### PAGE EXCERPT:
────
Let us study the influence of the hyperparameter k (number of neighbors) on KNN algorithm's performance.

In [None]:
def n_neighbors_influence_multiple_datasize(Ks, dataset_, labels_, Ns, loss_="manhattan",
                                            weights = "uniform", folds = 5, show_time=False, 
                                            visualize=True):
    
    mean_training_per_k = dict()
    std_training_per_k = dict()
    mean_validation_per_k = dict()
    std_validation_per_k = dict()
    
    if show_time: time_per_k = dict()
    
    for k in Ks:
        print(k)
        if show_time: (mean_trainings, std_trainings, mean_validations, std_validations, times) = data_size_influence(knn, dataset_, labels_, Ns, loss_="manhattan", folds = folds, algo_kwargs={"n_neighbors":k, "weights":weights}, show_time=show_time, visualize=False)
        else: (mean_trainings, std_trainings, mean_validations, std_validations) = data_size_influence(knn, dataset_, labels_, Ns, loss_="manhattan", folds = folds, algo_kwargs={"n_neighbors":k, "weights":weights}, show_time=show_time, visualize=False)
            
        mean_training_per_k[k] = mean_trainings
        std_training_per_k[k] = std_trainings
        mean_validation_per_k[k]  = mean_validations
        std_validation_per_k[k]  = std_validations

        if show_time: time_per_k[k]  = times
    subplotcode = 120
    if show_time :
        subplotcode = 130
    if visualize:
        
        fig = plt.figure(figsize=(15,10))
────
### EXTRACTED ENTRIES:

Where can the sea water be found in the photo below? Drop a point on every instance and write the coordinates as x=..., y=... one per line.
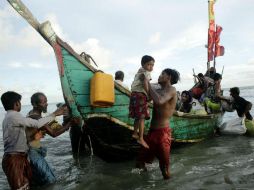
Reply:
x=223, y=162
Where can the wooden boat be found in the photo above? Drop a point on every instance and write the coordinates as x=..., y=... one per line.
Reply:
x=110, y=128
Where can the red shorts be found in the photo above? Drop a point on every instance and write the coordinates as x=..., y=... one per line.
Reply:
x=138, y=108
x=159, y=142
x=17, y=169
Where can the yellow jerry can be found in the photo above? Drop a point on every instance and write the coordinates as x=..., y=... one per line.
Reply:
x=102, y=90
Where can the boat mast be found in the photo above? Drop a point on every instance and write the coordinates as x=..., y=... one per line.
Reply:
x=211, y=33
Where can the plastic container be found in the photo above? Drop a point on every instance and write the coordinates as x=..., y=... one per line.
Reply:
x=102, y=90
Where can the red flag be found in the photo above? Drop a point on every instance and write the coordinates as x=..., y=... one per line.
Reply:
x=219, y=50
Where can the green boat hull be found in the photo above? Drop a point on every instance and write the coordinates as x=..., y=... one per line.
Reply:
x=110, y=128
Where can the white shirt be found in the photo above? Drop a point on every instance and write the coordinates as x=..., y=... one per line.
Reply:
x=121, y=83
x=14, y=136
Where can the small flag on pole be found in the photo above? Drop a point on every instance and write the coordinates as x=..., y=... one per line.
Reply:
x=218, y=50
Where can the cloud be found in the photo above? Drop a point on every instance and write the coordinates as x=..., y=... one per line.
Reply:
x=34, y=65
x=155, y=38
x=100, y=54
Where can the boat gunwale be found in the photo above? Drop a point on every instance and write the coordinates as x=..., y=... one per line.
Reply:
x=72, y=51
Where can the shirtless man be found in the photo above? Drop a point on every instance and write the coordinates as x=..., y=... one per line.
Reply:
x=159, y=135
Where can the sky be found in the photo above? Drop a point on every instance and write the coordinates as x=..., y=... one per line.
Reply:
x=117, y=33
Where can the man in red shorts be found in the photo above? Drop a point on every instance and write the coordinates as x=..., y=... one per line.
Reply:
x=159, y=135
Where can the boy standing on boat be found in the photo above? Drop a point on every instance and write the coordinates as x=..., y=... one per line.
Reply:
x=15, y=164
x=159, y=135
x=138, y=108
x=241, y=105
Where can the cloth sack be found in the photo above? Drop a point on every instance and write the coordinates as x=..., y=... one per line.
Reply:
x=234, y=127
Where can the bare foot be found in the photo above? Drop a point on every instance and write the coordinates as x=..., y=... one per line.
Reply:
x=143, y=143
x=135, y=136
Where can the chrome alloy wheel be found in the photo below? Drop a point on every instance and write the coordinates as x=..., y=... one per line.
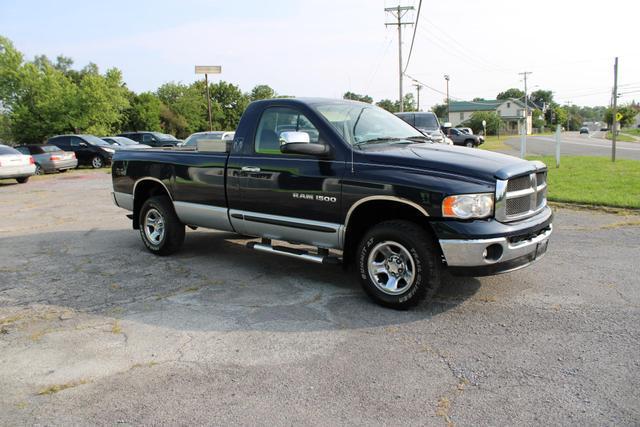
────
### INSTRUCTIONS FOR THE TASK:
In the KNN code excerpt, what is the default value of the `folds` parameter in `n_neighbors_influence_multiple_datasize`?

### WRITTEN ANSWER:
5